**Texto de lectura:**
==========

Hablar de Hugo Spadafora en Panamá es referirse a un símbolo incómodo. Incomoda porque recuerda que la verdad, cuando se expresa sin miedo, puede costar la vida. Incomoda porque desnuda las miserias de un país que, en los años ochenta, se acostumbró al silencio impuesto por las botas militares. Y, sobre todo, incomoda porque su muerte brutal, decapitado y torturado, sigue siendo una herida abierta en nuestra historia, 40 años después.
Spadafora no fue un hombre común. Su vida fue un recorrido por luchas que trascendieron fronteras. Médico de profesión, eligió poner sus conocimientos al servicio de los más vulnerables. No le bastó ejercer la medicina en hospitales cómodos: marchó a África para sumarse a la guerra de liberación de Guinea-Bissau y luego se unió a la resistencia contra la dictadura somocista en Nicaragua. Ese compromiso internacionalista lo hizo ver como un idealista, incluso como un aventurero para algunos. Pero, en el fondo, era alguien incapaz de permanecer indiferente ante la injusticia.

==========

[Ítems almacenados del conjunto de datos]
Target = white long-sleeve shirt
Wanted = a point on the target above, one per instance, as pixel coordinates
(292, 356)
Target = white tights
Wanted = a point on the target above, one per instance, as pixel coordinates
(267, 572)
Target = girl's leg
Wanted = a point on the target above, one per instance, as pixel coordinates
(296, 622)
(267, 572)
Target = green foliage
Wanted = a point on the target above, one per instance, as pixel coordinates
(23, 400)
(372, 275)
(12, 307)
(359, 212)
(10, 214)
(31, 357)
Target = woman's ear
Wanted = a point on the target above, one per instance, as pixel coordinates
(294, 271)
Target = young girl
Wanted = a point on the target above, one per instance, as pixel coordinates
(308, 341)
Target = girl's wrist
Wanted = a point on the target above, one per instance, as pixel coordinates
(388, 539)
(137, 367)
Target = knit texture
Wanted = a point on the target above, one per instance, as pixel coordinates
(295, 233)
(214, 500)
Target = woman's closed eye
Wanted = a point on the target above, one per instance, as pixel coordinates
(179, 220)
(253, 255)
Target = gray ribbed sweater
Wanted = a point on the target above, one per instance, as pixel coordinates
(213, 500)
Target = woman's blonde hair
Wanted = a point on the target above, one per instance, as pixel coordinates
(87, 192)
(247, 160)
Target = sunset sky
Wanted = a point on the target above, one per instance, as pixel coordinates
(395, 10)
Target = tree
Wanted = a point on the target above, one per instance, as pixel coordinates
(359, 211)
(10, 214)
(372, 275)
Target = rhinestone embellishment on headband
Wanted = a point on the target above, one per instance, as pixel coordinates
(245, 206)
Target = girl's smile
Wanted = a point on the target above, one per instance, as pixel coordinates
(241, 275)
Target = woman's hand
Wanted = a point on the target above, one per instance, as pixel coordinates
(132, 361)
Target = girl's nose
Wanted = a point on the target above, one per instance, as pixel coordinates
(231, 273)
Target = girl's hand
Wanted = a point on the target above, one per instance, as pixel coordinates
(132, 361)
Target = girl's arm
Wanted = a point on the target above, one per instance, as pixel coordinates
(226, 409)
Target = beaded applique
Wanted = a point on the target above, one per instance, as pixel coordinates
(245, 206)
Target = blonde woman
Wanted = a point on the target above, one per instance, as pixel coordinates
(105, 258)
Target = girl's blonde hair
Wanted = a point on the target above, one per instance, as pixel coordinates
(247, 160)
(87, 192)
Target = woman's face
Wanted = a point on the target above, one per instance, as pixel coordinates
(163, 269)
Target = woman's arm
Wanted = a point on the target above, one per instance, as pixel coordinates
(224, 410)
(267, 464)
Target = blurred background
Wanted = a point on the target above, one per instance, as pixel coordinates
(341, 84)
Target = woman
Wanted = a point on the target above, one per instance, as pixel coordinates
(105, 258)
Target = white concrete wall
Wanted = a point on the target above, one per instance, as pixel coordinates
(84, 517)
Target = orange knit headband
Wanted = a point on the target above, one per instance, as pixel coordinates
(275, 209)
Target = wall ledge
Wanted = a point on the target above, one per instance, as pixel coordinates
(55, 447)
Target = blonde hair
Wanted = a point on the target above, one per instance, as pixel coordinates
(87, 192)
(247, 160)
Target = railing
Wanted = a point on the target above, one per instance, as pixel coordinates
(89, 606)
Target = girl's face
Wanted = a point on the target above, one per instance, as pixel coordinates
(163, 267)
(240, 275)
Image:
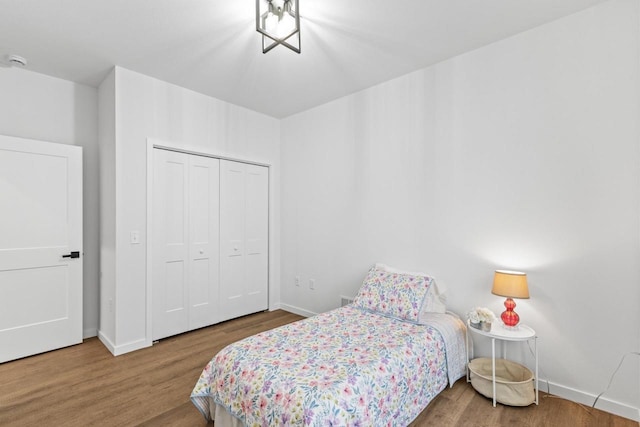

==========

**Instrucciones:**
[a] Responde estas preguntas sobre el texto acerca de Hugo Spadafora:
(i) ¿Cuál era la profesión de Spadafora?
(ii) ¿A qué guerra se sumó en África?
(iii) ¿Cuántos años después de su muerte sigue siendo esta una herida abierta, según el texto?
[b] Continúa el texto sobre Hugo Spadafora a partir de su última oración.

**Tus respuestas:**
[a]
(i) Era médico.
(ii) Se sumó a la guerra de liberación de Guinea-Bissau.
(iii) Sigue siendo una herida abierta 40 años después.

[b]
En Panamá ocupó cargos públicos, incluso llegó a ser viceministro de Salud durante el gobierno de Omar Torrijos. Sin embargo, su espíritu crítico lo mantuvo siempre en una posición incómoda frente al poder. Con la muerte de Torrijos y el ascenso de Manuel Antonio Noriega, Spadafora se convirtió en una de las voces más valientes y frontales en denunciar lo que muchos preferían callar: la complicidad del régimen con el narcotráfico, la corrupción y la represión.
El costo de su valentía fue altísimo. El 13 de septiembre de 1985, cuando regresaba desde Costa Rica, fue capturado y asesinado de la manera más atroz. Su cuerpo apareció sin cabeza, y esa imagen marcó un antes y un después en la historia panameña. El crimen no solo buscaba eliminar a un opositor, sino enviar un mensaje de terror a toda la sociedad: así acabarían quienes osaran desafiar al poder.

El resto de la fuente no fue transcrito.